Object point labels

+ + + +

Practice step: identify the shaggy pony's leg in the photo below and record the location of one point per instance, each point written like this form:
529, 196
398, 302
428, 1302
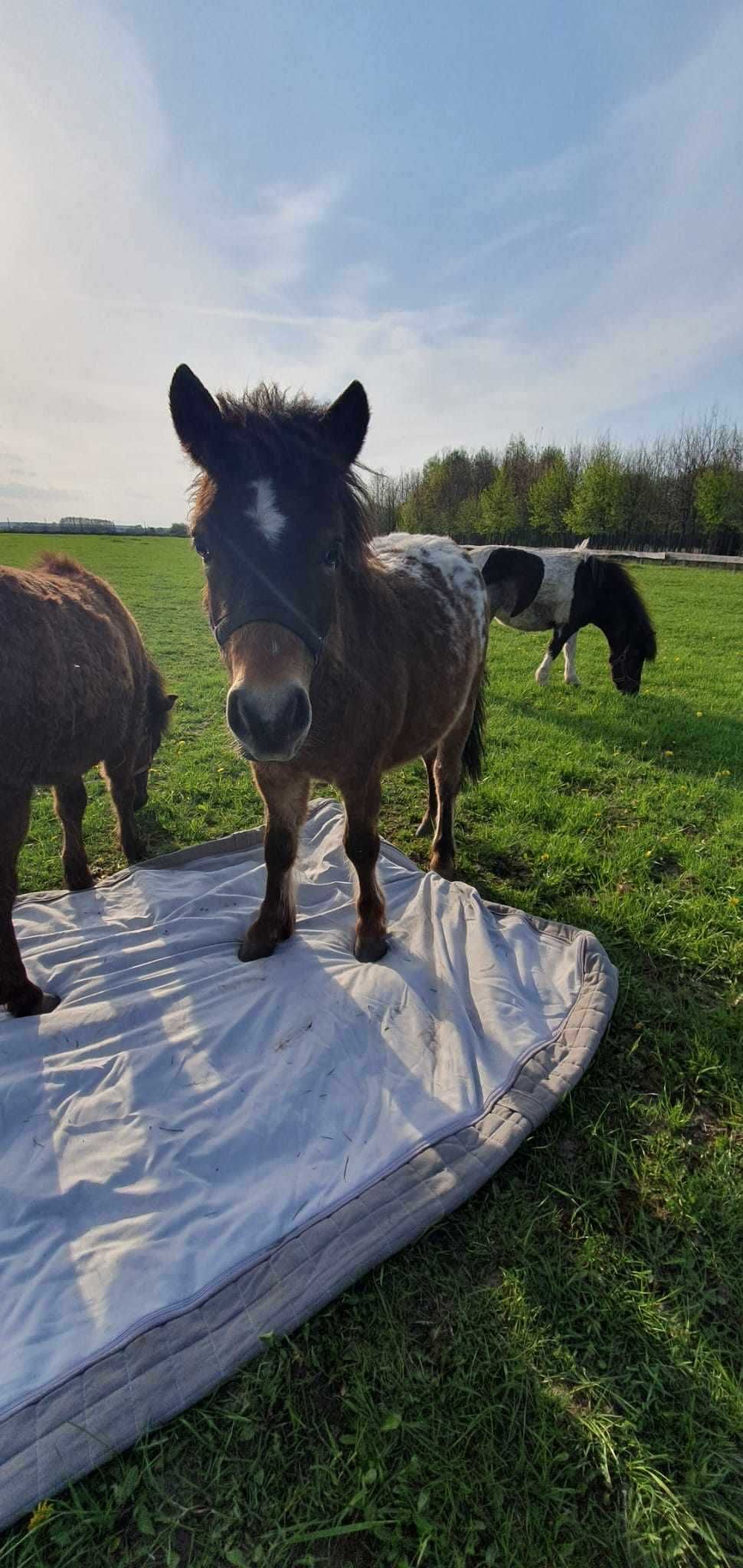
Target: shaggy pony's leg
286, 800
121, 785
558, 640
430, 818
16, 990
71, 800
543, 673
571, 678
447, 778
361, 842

+ + + +

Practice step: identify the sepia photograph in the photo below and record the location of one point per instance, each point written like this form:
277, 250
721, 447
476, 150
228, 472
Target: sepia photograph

+ + + +

Pick out each line of the material that contains the word "step". Copy those lines in full.

- _Result for this task_:
Practice step: identify the shaggy pony's leg in the photo below and record the location of one point per instance, each point written like this form:
Practice step: identify the sepia photograph in the photo below and record the location of one point per instance, each point written like this form:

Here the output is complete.